Stated problem:
Format the material below as a JSON list of strings, one string per line, with blank lines dropped. Omit the pictures from the list.

— start of Stored data —

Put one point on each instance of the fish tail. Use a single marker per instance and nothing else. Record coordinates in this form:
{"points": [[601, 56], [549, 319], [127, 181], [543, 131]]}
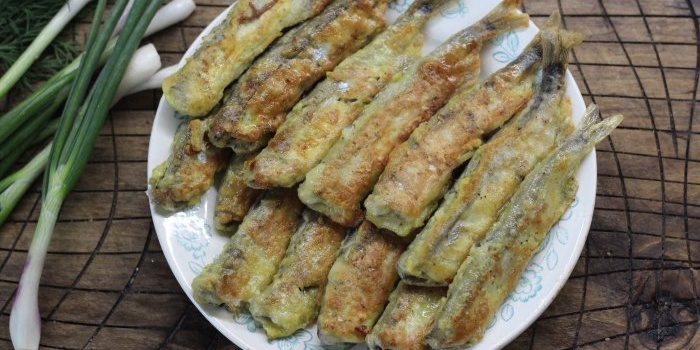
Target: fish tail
{"points": [[504, 18], [592, 129], [422, 10], [557, 45]]}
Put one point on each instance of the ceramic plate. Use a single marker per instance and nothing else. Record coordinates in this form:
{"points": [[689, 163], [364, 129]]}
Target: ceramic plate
{"points": [[189, 241]]}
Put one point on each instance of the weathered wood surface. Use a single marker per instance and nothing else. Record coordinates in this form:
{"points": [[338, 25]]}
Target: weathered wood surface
{"points": [[107, 285]]}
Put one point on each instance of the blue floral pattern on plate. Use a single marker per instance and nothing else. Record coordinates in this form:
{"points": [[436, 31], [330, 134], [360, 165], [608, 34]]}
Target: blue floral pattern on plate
{"points": [[530, 283], [458, 10], [509, 45], [192, 234], [189, 246]]}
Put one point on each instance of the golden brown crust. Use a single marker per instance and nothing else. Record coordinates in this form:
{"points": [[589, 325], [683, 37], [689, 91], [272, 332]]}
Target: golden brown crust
{"points": [[189, 171], [419, 170], [316, 122], [264, 95], [234, 198], [339, 184], [252, 255], [293, 299], [230, 48], [359, 285], [407, 319]]}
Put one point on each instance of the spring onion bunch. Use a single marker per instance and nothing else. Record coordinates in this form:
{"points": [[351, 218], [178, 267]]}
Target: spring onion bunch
{"points": [[34, 111], [30, 49], [84, 113], [34, 115]]}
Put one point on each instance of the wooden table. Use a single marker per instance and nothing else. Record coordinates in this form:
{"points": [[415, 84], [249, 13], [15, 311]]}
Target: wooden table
{"points": [[107, 285]]}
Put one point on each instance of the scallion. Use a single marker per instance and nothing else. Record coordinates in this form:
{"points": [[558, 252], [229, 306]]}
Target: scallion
{"points": [[70, 151]]}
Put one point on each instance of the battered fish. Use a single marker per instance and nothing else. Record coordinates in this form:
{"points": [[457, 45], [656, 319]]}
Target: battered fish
{"points": [[407, 319], [493, 268], [234, 198], [420, 169], [359, 285], [293, 299], [251, 257], [494, 174], [337, 186], [259, 101], [189, 171], [230, 48], [315, 123]]}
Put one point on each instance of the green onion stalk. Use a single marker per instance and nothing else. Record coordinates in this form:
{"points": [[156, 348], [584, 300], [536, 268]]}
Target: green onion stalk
{"points": [[142, 70], [38, 101], [34, 115], [81, 121], [41, 41]]}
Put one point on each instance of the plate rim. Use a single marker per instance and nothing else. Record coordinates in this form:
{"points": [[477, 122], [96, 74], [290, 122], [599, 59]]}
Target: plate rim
{"points": [[242, 341]]}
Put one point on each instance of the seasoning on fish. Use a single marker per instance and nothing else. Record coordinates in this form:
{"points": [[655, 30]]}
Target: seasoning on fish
{"points": [[407, 318], [251, 257], [359, 285], [180, 180], [234, 198], [229, 49], [293, 299], [419, 170], [315, 123], [259, 101], [494, 174], [493, 267], [337, 186]]}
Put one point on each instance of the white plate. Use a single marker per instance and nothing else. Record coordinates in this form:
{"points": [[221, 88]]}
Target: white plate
{"points": [[189, 242]]}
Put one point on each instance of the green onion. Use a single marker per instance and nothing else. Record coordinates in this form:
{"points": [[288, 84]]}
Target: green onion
{"points": [[142, 74], [18, 116], [28, 31], [142, 69], [71, 149]]}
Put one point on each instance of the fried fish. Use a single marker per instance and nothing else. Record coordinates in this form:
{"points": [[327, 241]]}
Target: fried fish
{"points": [[315, 123], [259, 101], [359, 284], [229, 49], [493, 267], [337, 186], [494, 174], [252, 255], [419, 170], [293, 299], [189, 171]]}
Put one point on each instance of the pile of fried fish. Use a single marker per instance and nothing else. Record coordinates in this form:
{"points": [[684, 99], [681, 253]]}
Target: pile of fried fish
{"points": [[390, 197]]}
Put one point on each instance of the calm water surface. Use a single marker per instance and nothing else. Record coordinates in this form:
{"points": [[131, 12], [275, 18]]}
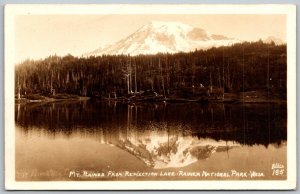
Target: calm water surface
{"points": [[94, 140]]}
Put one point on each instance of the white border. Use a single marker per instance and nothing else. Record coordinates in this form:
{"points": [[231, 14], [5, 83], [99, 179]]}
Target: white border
{"points": [[12, 10]]}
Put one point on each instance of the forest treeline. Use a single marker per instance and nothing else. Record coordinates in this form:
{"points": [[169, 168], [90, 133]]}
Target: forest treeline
{"points": [[241, 67]]}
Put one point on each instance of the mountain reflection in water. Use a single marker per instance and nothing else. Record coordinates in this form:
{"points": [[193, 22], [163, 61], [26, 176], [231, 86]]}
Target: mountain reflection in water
{"points": [[161, 136]]}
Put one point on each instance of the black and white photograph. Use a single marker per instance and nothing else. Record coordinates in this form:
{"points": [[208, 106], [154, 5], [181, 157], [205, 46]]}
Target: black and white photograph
{"points": [[150, 95]]}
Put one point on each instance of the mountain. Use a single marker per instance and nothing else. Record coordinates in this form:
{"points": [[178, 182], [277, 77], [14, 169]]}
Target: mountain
{"points": [[164, 37], [159, 149]]}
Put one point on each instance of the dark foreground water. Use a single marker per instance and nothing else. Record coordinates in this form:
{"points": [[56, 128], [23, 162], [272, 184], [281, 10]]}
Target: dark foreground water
{"points": [[94, 140]]}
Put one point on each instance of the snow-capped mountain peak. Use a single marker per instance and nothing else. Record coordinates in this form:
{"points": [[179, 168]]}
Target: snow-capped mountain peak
{"points": [[164, 37]]}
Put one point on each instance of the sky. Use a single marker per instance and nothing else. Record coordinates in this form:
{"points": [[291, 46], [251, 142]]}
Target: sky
{"points": [[39, 36]]}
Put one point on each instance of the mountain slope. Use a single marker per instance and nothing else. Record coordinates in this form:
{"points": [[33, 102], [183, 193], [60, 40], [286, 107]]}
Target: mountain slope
{"points": [[164, 37]]}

— end of Stored data —

Response below:
[
  "Put one point on each instance of the fish tail. Use a single marker per instance and nothing else. Record coordinates in this form:",
  "{\"points\": [[601, 56], [549, 319], [127, 181], [543, 131]]}",
  "Target: fish tail",
  "{\"points\": [[504, 18], [592, 129], [422, 10], [557, 45]]}",
  "Put one point on each instance of the ceramic plate. Use a single marker per instance and nothing else. Record coordinates in this form:",
  "{\"points\": [[689, 163], [364, 129]]}",
  "Target: ceramic plate",
  "{\"points\": [[189, 241]]}",
  "Put one point on each instance of the weathered wood surface. Use a single marker per instance and nothing else. Record coordinates in this form:",
  "{\"points\": [[338, 25]]}",
  "Target: weathered wood surface",
  "{\"points\": [[107, 285]]}",
  "Put one point on each instance of the blue floral pattern on plate. Use a single marker per instance and nothing else. Record coordinates in this form:",
  "{\"points\": [[436, 31], [330, 134], [360, 165], [608, 34]]}",
  "Target: blue floral pattern on plate",
  "{\"points\": [[530, 283], [458, 10], [509, 45], [192, 234], [189, 246]]}",
  "Put one point on each instance of the golden brown crust. Use a single marker per instance and nothing else. Record coordinates in this form:",
  "{\"points\": [[589, 325], [683, 37], [689, 91], [272, 332]]}",
  "Target: golden brown crust",
  "{\"points\": [[189, 171], [419, 170], [316, 122], [264, 95], [234, 198], [339, 184], [252, 255], [293, 299], [230, 48], [359, 285], [407, 319]]}",
  "Put one point on each instance of the spring onion bunch. Use a single marker per instance and nothing else. Record coordinates in this form:",
  "{\"points\": [[351, 218], [178, 267]]}",
  "Target: spring onion bunch",
  "{\"points\": [[34, 111], [30, 49], [84, 113], [34, 115]]}",
  "Put one point on each instance of the wooden table. Use a single marker per instance and nothing else. Record coordinates in this form:",
  "{\"points\": [[415, 84], [249, 13], [15, 311]]}",
  "Target: wooden table",
  "{\"points\": [[107, 285]]}",
  "Put one point on each instance of the scallion. Use a single marker per instance and nothing else. Record coordinates in this form:",
  "{\"points\": [[558, 252], [229, 306]]}",
  "Target: scallion",
  "{\"points\": [[70, 151]]}",
  "Put one point on each instance of the battered fish. Use a single marker per instance and nothing else. Record coordinates in this form:",
  "{\"points\": [[457, 45], [656, 319]]}",
  "Target: battered fish",
  "{\"points\": [[407, 319], [493, 268], [234, 198], [420, 169], [359, 285], [293, 299], [251, 257], [494, 174], [337, 186], [259, 101], [189, 171], [230, 48], [315, 123]]}",
  "Put one point on each instance of the green onion stalk. Use a single marker per instance and nothing else. Record coordinates in this form:",
  "{\"points\": [[156, 348], [584, 300], [536, 268]]}",
  "Target: green onion stalk",
  "{\"points\": [[142, 70], [38, 101], [34, 115], [81, 121], [41, 41]]}",
  "Put one point on each instance of the plate rim. Use a single marker per instance and nothing else. Record coordinates in this form:",
  "{\"points\": [[477, 122], [96, 74], [290, 122], [599, 59]]}",
  "Target: plate rim",
  "{\"points\": [[242, 341]]}",
  "Put one point on each instance of the seasoning on fish. Use a single marker per instance and nothing else. Record coordinates in this form:",
  "{\"points\": [[655, 30]]}",
  "Target: seasoning on fish",
  "{\"points\": [[407, 318], [251, 257], [359, 285], [180, 180], [234, 198], [229, 49], [293, 299], [419, 170], [315, 123], [259, 101], [494, 174], [493, 267], [337, 186]]}",
  "Put one point on each instance of the white plate. Use a single marker per instance and nothing else. Record coordinates in this form:",
  "{\"points\": [[221, 88]]}",
  "Target: white plate",
  "{\"points\": [[189, 242]]}",
  "Put one point on each instance of the green onion. Use a single marker per instance and nothing else. Record coordinates in this form:",
  "{\"points\": [[288, 84]]}",
  "Target: green onion",
  "{\"points\": [[142, 74], [18, 116], [28, 31], [142, 69], [71, 149]]}",
  "Put one point on each instance of the fried fish. Use a single marker per instance and nothing else. Record coordinates in this form:",
  "{\"points\": [[327, 241]]}",
  "Target: fried fish",
  "{\"points\": [[315, 123], [259, 101], [359, 284], [229, 49], [493, 267], [337, 186], [494, 174], [252, 255], [419, 170], [293, 299], [189, 171]]}",
  "Put one point on each instance of the pile of fried fish. Use a single marker per instance and nothing else. Record coordinates in this form:",
  "{\"points\": [[684, 99], [681, 253]]}",
  "Target: pile of fried fish",
  "{\"points\": [[390, 197]]}",
  "Put one point on each instance of the calm water surface. Use a single marker per instance and nothing else. Record coordinates in this form:",
  "{\"points\": [[131, 12], [275, 18]]}",
  "Target: calm water surface",
  "{\"points\": [[94, 140]]}",
  "Put one point on each instance of the white border. Use a single marker per instance and nothing else. Record coordinates in this form:",
  "{\"points\": [[231, 14], [5, 83], [99, 179]]}",
  "Target: white border",
  "{\"points\": [[12, 10]]}",
  "Put one point on each instance of the forest treeline. Use a single marker per instance and nothing else. Record coordinates in this form:",
  "{\"points\": [[169, 168], [90, 133]]}",
  "Target: forest treeline",
  "{\"points\": [[241, 67]]}",
  "Put one point on each instance of the mountain reflection in water. Use a single marker per instance and nothing else. Record coordinates in this form:",
  "{\"points\": [[193, 22], [163, 61], [26, 176], [231, 86]]}",
  "Target: mountain reflection in water",
  "{\"points\": [[161, 136]]}",
  "Put one point on each instance of the black and white photograph. Use a single marker per instance and nothing else. Record coordinates in this form:",
  "{\"points\": [[208, 106], [154, 5], [181, 157], [205, 46]]}",
  "Target: black and white photograph",
  "{\"points\": [[150, 95]]}",
  "Put one point on each instance of the mountain. Use a single marker per instance and nothing else. Record coordinates in this form:",
  "{\"points\": [[178, 182], [277, 77], [14, 169]]}",
  "Target: mountain",
  "{\"points\": [[164, 37], [159, 149]]}",
  "Put one point on each instance of the dark foreground water. Use a single marker per instance and nothing else. Record coordinates in this form:",
  "{\"points\": [[56, 128], [23, 162], [272, 184], [281, 10]]}",
  "Target: dark foreground water",
  "{\"points\": [[94, 140]]}",
  "Put one point on each instance of the snow-capped mountain peak. Use a single marker per instance and nothing else. Record coordinates in this form:",
  "{\"points\": [[179, 168]]}",
  "Target: snow-capped mountain peak",
  "{\"points\": [[164, 37]]}",
  "Put one point on each instance of the sky. Use a single marker per instance and nothing else. Record coordinates in this form:",
  "{\"points\": [[291, 46], [251, 142]]}",
  "Target: sky",
  "{\"points\": [[39, 36]]}",
  "Put one point on each instance of the mountain slope. Use a single marker per instance and nothing else. Record coordinates in this form:",
  "{\"points\": [[33, 102], [183, 193], [60, 40], [286, 107]]}",
  "Target: mountain slope",
  "{\"points\": [[164, 37]]}"
]